Requirement | Down to the last line, set the entries down again exactly.

Provided data |
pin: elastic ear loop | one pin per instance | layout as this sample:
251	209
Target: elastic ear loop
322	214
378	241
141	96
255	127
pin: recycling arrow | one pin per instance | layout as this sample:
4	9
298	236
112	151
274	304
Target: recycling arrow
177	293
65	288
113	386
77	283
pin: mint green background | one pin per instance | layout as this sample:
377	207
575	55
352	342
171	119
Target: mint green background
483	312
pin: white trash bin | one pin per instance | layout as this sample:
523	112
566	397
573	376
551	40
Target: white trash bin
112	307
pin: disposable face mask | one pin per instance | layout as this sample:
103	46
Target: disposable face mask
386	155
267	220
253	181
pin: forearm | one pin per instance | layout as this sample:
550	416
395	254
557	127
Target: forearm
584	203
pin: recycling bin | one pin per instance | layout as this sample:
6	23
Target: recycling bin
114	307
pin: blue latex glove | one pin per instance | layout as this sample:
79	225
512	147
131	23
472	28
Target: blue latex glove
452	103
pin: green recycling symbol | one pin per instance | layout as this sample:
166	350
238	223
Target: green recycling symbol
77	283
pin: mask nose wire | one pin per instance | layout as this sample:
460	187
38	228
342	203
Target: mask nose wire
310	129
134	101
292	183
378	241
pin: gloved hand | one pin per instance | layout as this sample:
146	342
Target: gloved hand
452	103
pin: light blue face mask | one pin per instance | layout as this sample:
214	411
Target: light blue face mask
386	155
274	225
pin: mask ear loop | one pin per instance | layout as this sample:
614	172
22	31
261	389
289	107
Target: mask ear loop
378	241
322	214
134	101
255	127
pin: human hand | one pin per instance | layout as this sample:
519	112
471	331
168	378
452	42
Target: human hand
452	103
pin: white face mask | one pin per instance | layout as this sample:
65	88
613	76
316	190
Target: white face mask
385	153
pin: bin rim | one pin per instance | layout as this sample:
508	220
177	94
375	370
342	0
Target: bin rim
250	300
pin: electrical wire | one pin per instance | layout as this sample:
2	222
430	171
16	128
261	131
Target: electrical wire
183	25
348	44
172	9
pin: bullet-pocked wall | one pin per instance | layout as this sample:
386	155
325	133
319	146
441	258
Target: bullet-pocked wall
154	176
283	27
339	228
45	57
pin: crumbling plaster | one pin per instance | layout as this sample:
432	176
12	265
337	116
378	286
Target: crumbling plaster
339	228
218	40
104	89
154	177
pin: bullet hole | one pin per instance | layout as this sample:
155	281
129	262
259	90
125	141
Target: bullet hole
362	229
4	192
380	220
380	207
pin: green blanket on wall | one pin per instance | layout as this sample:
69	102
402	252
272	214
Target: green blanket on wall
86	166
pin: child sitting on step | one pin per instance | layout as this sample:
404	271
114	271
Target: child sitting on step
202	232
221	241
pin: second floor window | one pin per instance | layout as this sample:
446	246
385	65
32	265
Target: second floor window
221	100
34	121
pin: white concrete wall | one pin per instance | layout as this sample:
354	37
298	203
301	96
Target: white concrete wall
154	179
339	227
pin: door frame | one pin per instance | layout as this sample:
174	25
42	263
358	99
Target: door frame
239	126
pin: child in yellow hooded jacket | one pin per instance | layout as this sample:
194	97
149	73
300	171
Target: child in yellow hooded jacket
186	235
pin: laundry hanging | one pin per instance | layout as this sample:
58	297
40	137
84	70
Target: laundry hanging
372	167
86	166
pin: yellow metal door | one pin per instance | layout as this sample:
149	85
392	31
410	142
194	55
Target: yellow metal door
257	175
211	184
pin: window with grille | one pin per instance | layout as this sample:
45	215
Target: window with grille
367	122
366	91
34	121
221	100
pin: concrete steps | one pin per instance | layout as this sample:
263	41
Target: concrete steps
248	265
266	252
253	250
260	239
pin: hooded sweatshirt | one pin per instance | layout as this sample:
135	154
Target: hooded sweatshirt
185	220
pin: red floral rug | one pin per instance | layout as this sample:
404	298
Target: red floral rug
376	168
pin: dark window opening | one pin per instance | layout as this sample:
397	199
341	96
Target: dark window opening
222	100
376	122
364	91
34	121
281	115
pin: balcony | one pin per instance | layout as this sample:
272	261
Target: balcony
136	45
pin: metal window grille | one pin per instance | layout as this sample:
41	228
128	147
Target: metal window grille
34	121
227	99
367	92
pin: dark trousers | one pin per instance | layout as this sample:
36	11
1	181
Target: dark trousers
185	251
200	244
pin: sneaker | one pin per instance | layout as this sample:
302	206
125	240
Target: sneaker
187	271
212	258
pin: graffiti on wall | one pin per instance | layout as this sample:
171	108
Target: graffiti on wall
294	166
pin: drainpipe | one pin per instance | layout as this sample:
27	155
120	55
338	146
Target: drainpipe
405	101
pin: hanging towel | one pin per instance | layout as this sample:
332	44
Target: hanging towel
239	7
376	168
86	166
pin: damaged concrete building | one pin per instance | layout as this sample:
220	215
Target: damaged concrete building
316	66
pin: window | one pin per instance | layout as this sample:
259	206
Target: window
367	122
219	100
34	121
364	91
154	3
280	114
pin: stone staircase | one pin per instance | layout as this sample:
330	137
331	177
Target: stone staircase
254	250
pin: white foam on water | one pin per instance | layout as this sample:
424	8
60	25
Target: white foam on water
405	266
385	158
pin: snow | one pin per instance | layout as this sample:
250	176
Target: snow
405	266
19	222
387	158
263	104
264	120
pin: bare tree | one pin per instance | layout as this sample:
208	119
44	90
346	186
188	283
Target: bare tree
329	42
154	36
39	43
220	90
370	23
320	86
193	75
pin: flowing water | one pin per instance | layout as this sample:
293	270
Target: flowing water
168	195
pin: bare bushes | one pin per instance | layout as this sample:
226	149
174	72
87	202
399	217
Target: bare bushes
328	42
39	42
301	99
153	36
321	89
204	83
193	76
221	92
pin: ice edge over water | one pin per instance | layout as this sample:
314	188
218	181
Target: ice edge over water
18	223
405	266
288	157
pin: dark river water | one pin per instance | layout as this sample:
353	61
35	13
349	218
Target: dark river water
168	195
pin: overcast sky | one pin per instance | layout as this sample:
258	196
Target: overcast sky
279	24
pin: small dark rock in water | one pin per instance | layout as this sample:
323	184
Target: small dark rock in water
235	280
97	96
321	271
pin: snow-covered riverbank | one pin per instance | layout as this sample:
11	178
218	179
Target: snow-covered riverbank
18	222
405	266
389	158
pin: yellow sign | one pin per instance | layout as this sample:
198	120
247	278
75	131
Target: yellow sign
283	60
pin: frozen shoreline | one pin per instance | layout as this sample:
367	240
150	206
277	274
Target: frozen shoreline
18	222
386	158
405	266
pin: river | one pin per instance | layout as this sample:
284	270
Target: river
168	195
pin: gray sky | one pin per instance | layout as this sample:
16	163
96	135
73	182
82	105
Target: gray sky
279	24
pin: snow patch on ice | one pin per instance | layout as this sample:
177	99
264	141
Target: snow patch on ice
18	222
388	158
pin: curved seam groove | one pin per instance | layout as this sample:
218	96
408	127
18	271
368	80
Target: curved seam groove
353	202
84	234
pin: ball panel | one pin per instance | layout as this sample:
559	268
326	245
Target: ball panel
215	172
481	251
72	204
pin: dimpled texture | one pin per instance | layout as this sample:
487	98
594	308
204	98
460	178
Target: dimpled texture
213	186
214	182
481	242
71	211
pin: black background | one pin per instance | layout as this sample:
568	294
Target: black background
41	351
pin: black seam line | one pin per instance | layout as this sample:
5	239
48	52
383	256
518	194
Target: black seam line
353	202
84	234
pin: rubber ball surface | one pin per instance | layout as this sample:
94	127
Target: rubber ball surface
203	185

Answer for this exercise |
pin: elastic ear loop | one pin per instance | layout as this sample:
251	209
Target: elastic ear loop
322	214
378	241
141	96
255	127
pin: recycling arrow | one pin per instance | layout as this sample:
4	9
298	236
112	151
274	304
Target: recycling arrow
177	293
65	288
113	386
77	283
pin: mint green background | one pin per instance | layout as this sample:
377	207
575	55
352	342
171	119
Target: mint green background
483	312
pin: white trash bin | one pin per instance | layout as this sample:
523	112
566	397
573	376
551	40
Target: white trash bin
112	307
pin: disposable face mask | one pin per instance | layout as this sample:
103	46
Target: disposable face mask
386	155
267	220
253	181
pin: forearm | one pin per instance | layout as this sample:
550	416
395	254
557	127
Target: forearm
584	203
pin: recycling bin | one pin per instance | layout as this sample:
6	23
Target: recycling bin
114	307
pin: blue latex glove | one pin per instance | layout as this sample:
79	225
512	147
131	23
472	28
Target: blue latex glove
452	103
pin: green recycling symbol | one pin per instance | layout as this sample:
166	350
238	223
Target: green recycling symbol
77	283
pin: mask nose wire | one pin per instance | layout as this sample:
460	187
38	228
342	203
Target: mask nose wire
310	129
134	101
292	183
378	241
pin: gloved hand | one pin per instance | layout as this sample:
146	342
Target: gloved hand
452	103
pin: light blue face mask | one pin per instance | layout as this sample:
214	411
Target: light blue face mask
386	155
274	225
pin: mask ear loop | one pin per instance | layout as this sample:
614	172
22	31
261	389
289	107
Target: mask ear loop
378	241
322	214
134	101
255	127
pin: human hand | one pin per instance | layout as this sample:
519	112
471	331
168	378
452	42
Target: human hand
452	103
pin: white face mask | one pin per instance | layout as this sample:
65	88
613	76
316	190
Target: white face mask
385	153
pin: bin rim | one pin per instance | layout as this sample:
508	220
177	94
375	370
342	0
Target: bin rim
250	300
pin: electrical wire | one pin per instance | layout as this sample:
2	222
430	171
16	128
261	131
Target: electrical wire
183	25
348	44
172	9
pin: bullet-pocked wall | one pin per instance | layout as this sample:
386	155
325	133
319	146
441	258
Target: bullet-pocked wall
154	176
283	27
339	228
45	57
pin: crumbling plaster | one pin per instance | layout as this sample:
432	176
12	265
337	116
378	286
Target: crumbling plaster
339	228
218	40
104	89
154	177
pin: bullet hole | one pin per instance | layout as this sample:
155	281
129	262
259	90
125	141
Target: bullet hole
362	229
4	192
380	220
380	207
pin: green blanket on wall | one pin per instance | layout as this sample:
69	102
402	252
272	214
Target: green blanket on wall
86	166
pin: child sitting on step | one pin per instance | layout as this sample:
404	271
114	271
Target: child sitting on step
202	232
221	241
pin: second floor window | one pin per instance | layout as this sample:
446	246
385	65
32	265
Target: second floor window
221	100
34	121
pin: white concrete wall | one pin per instance | layout as this sample:
354	37
298	203
301	96
Target: white concrete wall
154	179
339	227
pin: door frame | one pin per instance | layout as this sample:
174	25
42	263
358	99
Target: door frame
239	126
pin: child in yellow hooded jacket | one pin per instance | layout as this sample:
194	97
149	73
300	171
Target: child in yellow hooded jacket
186	235
pin: laundry hanging | one pin per instance | layout as this sample:
58	297
40	137
84	70
Target: laundry hanging
372	167
86	166
pin: yellow metal door | one pin per instance | layout as this sample:
149	85
392	31
410	142
194	55
Target: yellow metal door
257	175
211	184
pin: window with grille | one pin per instance | layout as this sample:
45	215
Target: window with grille
367	122
366	91
34	121
221	100
pin: concrete steps | one pin per instance | layout as this sample:
263	41
Target: concrete steps
248	265
266	252
253	250
260	239
pin: hooded sweatshirt | one pin per instance | layout as this sample:
135	154
Target: hooded sweatshirt
185	220
pin: red floral rug | one pin per instance | layout as this sample:
404	298
Target: red floral rug
376	168
pin: dark window opening | one pin per instance | layout as this sample:
397	199
341	96
Target: dark window opening
222	100
376	122
364	91
34	121
281	115
pin: balcony | one pin per instance | layout as this sample:
272	261
Target: balcony
136	45
pin: metal window grille | one pin per instance | layout as this sample:
41	228
128	147
Target: metal window grille
34	121
227	99
367	92
pin: dark trousers | one pin per instance | layout as this sample:
36	11
1	181
Target: dark trousers
185	251
200	244
pin: sneaker | one pin per instance | layout as this sample:
302	206
125	240
Target: sneaker
187	271
212	258
pin: graffiti on wall | one pin per instance | layout as this sample:
171	108
Target: graffiti on wall
294	166
pin: drainpipe | one pin per instance | layout as this sample:
27	155
120	55
338	146
Target: drainpipe
405	101
pin: hanging towel | one pin per instance | layout as this sample:
332	44
Target: hanging towel
239	7
376	168
86	166
pin: damaged concrete building | one pin per instance | layout as this sample:
220	215
Target: damaged concrete building
316	66
pin: window | one pin per instance | layout as this sample:
259	206
Target: window
367	122
219	100
34	121
364	91
154	3
280	114
pin: stone staircase | one pin per instance | layout as this sample:
330	137
331	177
Target: stone staircase
254	250
pin: white foam on water | one pin per instance | layout as this sample:
424	8
60	25
Target: white foam on water
405	266
385	158
pin: snow | one pin per instance | layout as this sample:
250	176
Target: snow
405	266
19	222
387	158
263	104
264	120
pin: bare tree | one pin per instance | layout as this sample:
208	119
44	90
346	186
188	283
Target: bare tree
329	42
154	36
39	43
220	90
370	23
320	86
193	75
pin: flowing water | one pin per instance | layout as this sample:
293	270
Target: flowing water
168	195
pin: bare bushes | one pin per instance | layout as this sample:
226	149
174	72
87	202
399	217
Target: bare bushes
328	42
39	42
301	99
153	36
321	89
204	83
193	76
221	92
pin: ice edge over water | one pin per instance | layout as this sample:
314	188
218	181
Target: ice edge over water
18	223
405	266
288	157
pin: dark river water | one pin per instance | layout as this sample:
353	61
35	13
349	218
Target: dark river water
168	195
pin: overcast sky | one pin per instance | layout as this sample:
258	196
Target: overcast sky
279	24
pin: small dark rock in water | one pin per instance | layout as this sample:
323	184
Target: small dark rock in water
235	280
97	96
321	271
pin: snow-covered riverbank | one pin per instance | layout as this sample:
11	178
218	179
Target: snow-covered riverbank
18	222
405	266
389	158
pin: yellow sign | one pin per instance | layout as this sample:
198	120
247	278
75	131
Target: yellow sign
283	60
pin: frozen shoreline | one pin per instance | layout as this sample:
367	240
150	206
277	274
Target: frozen shoreline
18	222
386	158
405	266
pin: river | one pin per instance | layout as this sample:
284	270
Target: river
168	195
pin: gray sky | one pin per instance | layout as this sample:
16	163
96	135
73	182
82	105
Target: gray sky
279	24
pin: snow patch on ice | one pin per instance | layout as this sample:
177	99
264	141
Target: snow patch on ice
18	222
388	158
pin: curved seam groove | one pin per instance | layout as this sample:
218	96
408	127
18	271
368	80
Target: curved seam groove
353	202
84	234
pin: ball panel | one pin per instance | layout as this sample:
559	268
326	245
Target: ball panel
215	172
481	251
72	204
pin: dimpled texture | one pin per instance | layout as this sample:
487	98
594	308
204	98
460	178
Target: dimpled texture
213	186
214	182
481	242
71	211
pin: black background | one pin per instance | layout as this sample:
568	294
Target: black background
41	351
pin: black seam line | one pin per instance | layout as this sample:
5	239
48	52
383	256
518	194
Target: black seam line
353	202
84	234
pin: rubber ball surface | one pin per instance | layout as this sample:
94	127
Target: rubber ball surface
203	185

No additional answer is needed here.